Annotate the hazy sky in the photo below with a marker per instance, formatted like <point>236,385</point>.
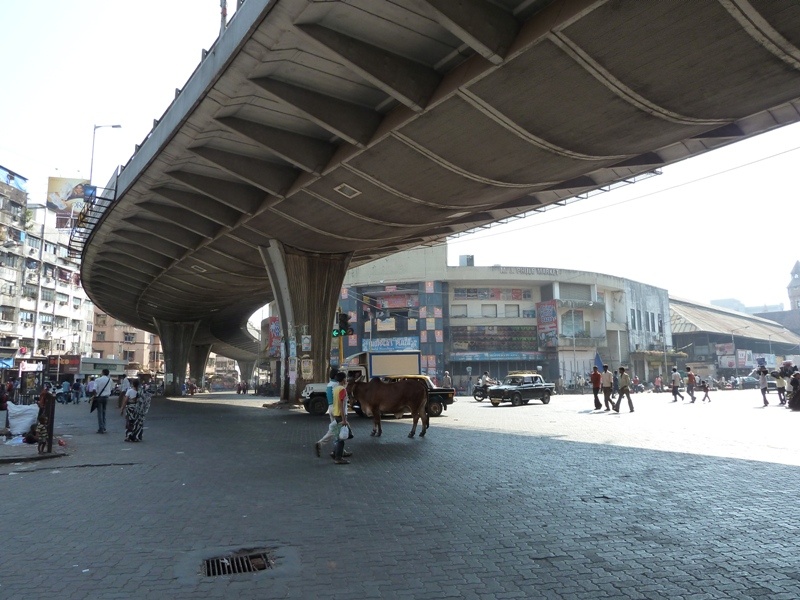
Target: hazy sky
<point>717,226</point>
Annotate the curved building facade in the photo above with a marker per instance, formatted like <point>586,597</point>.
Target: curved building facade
<point>466,319</point>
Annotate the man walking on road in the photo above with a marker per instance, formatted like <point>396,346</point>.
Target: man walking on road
<point>676,383</point>
<point>595,378</point>
<point>103,387</point>
<point>691,380</point>
<point>624,389</point>
<point>607,383</point>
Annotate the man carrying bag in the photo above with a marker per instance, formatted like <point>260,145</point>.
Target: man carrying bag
<point>100,401</point>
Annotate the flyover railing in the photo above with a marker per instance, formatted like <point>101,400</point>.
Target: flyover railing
<point>94,207</point>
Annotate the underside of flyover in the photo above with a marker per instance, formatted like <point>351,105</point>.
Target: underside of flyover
<point>354,129</point>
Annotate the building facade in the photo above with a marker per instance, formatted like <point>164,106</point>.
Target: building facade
<point>468,319</point>
<point>116,340</point>
<point>43,308</point>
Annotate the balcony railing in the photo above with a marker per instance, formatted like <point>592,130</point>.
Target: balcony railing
<point>566,341</point>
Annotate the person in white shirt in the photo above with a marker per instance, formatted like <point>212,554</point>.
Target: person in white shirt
<point>124,386</point>
<point>103,387</point>
<point>606,384</point>
<point>676,383</point>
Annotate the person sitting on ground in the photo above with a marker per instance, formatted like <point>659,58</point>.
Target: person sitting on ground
<point>41,434</point>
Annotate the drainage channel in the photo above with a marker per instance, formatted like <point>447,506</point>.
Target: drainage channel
<point>243,561</point>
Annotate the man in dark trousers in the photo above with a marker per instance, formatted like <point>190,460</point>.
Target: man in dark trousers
<point>596,378</point>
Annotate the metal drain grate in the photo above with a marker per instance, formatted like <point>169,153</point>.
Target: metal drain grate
<point>244,561</point>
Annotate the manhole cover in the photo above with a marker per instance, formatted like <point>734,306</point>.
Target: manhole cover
<point>243,561</point>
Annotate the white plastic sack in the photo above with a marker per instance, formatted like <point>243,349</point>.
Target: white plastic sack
<point>20,418</point>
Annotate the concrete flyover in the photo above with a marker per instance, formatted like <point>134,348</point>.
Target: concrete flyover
<point>315,136</point>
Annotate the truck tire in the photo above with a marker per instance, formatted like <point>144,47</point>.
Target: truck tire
<point>318,405</point>
<point>435,409</point>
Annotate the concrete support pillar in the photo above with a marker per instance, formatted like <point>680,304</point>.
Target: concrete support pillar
<point>198,358</point>
<point>246,369</point>
<point>306,287</point>
<point>176,340</point>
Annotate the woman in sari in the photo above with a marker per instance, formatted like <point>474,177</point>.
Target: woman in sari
<point>135,407</point>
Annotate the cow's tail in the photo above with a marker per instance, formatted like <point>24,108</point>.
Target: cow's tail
<point>425,416</point>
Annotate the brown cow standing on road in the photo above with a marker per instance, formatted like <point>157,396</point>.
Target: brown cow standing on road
<point>398,397</point>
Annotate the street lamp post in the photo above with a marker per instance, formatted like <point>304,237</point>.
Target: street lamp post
<point>94,133</point>
<point>574,360</point>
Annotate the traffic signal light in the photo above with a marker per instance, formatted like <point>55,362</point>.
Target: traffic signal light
<point>343,327</point>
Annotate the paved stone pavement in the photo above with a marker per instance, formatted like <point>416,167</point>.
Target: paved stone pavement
<point>673,501</point>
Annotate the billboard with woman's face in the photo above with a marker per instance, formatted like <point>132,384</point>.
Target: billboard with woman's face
<point>65,197</point>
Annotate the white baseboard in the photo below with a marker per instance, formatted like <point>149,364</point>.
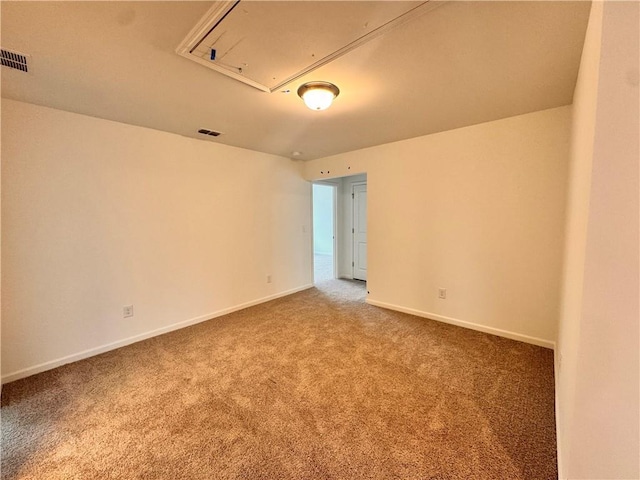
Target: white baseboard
<point>42,367</point>
<point>461,323</point>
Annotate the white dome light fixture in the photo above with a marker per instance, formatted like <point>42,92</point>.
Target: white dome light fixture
<point>318,95</point>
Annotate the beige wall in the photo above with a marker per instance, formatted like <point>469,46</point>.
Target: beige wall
<point>478,211</point>
<point>97,215</point>
<point>598,381</point>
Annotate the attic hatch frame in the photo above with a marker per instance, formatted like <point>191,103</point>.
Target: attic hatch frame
<point>219,11</point>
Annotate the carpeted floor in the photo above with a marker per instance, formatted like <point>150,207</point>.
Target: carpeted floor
<point>317,385</point>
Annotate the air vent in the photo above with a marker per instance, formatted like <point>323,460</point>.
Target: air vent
<point>14,60</point>
<point>211,133</point>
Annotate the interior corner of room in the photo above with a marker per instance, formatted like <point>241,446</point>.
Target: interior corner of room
<point>117,227</point>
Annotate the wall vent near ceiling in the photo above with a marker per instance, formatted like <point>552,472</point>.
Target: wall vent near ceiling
<point>211,133</point>
<point>14,60</point>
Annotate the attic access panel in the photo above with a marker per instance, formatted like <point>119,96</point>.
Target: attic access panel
<point>268,44</point>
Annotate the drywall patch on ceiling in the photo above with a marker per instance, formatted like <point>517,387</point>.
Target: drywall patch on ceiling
<point>237,38</point>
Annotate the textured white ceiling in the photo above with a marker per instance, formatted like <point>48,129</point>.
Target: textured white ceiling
<point>461,64</point>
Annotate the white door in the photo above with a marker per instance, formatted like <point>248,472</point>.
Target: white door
<point>359,196</point>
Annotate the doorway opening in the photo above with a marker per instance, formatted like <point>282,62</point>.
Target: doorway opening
<point>324,232</point>
<point>340,228</point>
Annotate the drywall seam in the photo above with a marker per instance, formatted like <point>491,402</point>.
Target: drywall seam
<point>470,325</point>
<point>556,399</point>
<point>26,372</point>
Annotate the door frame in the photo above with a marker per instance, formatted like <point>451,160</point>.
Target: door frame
<point>353,225</point>
<point>335,187</point>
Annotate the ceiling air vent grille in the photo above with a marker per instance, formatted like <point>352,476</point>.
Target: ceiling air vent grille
<point>14,60</point>
<point>211,133</point>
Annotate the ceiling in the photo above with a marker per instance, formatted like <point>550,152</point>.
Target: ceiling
<point>459,64</point>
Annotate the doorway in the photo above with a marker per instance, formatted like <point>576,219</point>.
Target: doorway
<point>324,232</point>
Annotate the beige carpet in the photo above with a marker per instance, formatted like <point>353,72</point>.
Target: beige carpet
<point>317,385</point>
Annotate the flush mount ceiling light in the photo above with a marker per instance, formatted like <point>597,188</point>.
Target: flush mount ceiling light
<point>318,95</point>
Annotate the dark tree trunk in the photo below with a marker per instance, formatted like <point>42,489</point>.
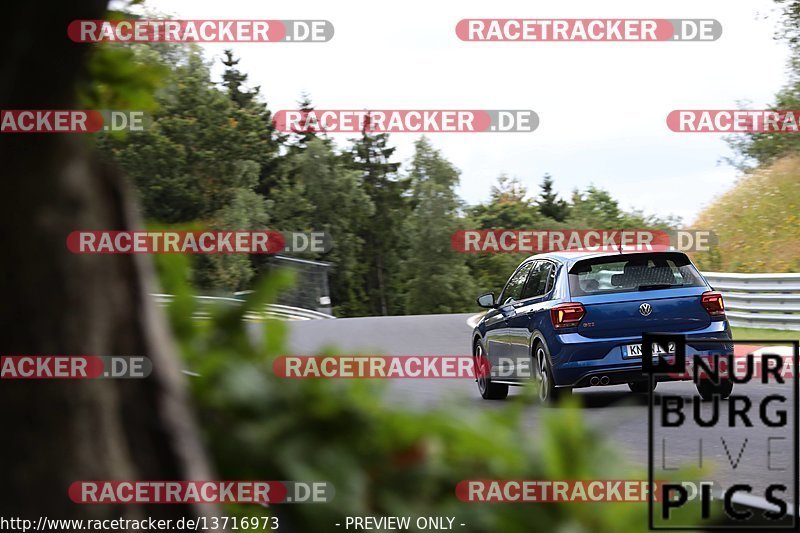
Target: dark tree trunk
<point>54,302</point>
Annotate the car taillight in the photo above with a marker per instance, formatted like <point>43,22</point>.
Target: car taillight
<point>567,315</point>
<point>712,301</point>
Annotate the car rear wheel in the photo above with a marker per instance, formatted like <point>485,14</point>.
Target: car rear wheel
<point>642,387</point>
<point>488,390</point>
<point>548,392</point>
<point>707,389</point>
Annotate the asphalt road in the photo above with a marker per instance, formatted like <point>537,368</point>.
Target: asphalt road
<point>619,413</point>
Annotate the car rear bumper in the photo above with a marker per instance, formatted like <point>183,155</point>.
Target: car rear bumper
<point>577,359</point>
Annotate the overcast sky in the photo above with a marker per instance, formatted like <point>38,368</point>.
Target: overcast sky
<point>602,106</point>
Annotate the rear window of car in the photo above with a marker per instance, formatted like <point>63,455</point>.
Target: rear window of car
<point>632,272</point>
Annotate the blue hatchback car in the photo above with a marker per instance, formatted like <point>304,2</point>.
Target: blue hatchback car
<point>572,320</point>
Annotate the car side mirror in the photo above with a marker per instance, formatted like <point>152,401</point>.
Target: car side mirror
<point>487,300</point>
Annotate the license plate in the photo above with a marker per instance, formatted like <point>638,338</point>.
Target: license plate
<point>635,350</point>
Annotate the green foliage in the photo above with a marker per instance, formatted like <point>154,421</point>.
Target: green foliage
<point>384,239</point>
<point>212,158</point>
<point>407,463</point>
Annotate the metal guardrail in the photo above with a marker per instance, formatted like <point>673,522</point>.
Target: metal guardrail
<point>759,300</point>
<point>269,311</point>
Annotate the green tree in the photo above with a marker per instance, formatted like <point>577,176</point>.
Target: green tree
<point>437,278</point>
<point>318,192</point>
<point>200,160</point>
<point>754,149</point>
<point>370,155</point>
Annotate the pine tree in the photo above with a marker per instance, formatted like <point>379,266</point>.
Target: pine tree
<point>550,205</point>
<point>437,278</point>
<point>234,79</point>
<point>370,155</point>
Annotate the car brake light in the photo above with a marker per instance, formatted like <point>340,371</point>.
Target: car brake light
<point>712,301</point>
<point>567,315</point>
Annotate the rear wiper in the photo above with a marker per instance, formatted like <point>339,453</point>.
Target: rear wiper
<point>654,286</point>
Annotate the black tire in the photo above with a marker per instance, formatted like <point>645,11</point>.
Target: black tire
<point>642,387</point>
<point>707,389</point>
<point>548,392</point>
<point>488,390</point>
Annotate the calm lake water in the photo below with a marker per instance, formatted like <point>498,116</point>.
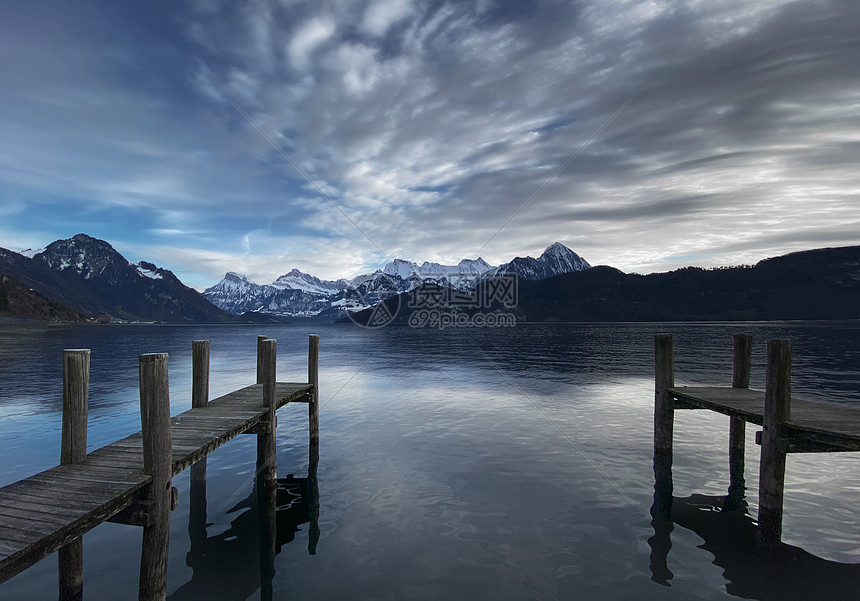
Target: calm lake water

### STATED TASK
Edit the lines that start with the one containing "Annotate the cow's" and end with the one containing "<point>398,397</point>", putting "black cow" wherever "brown cow" appears and leaving everything else unchanged. Give only those lines.

### ANSWER FOR THE TASK
Annotate the cow's tail in the photo above with a marker per instance, formatted like <point>24,108</point>.
Target: cow's tail
<point>425,416</point>
Annotate the black cow standing on road in the photo above with a marker per instance, formatted like <point>157,396</point>.
Target: black cow standing on road
<point>398,397</point>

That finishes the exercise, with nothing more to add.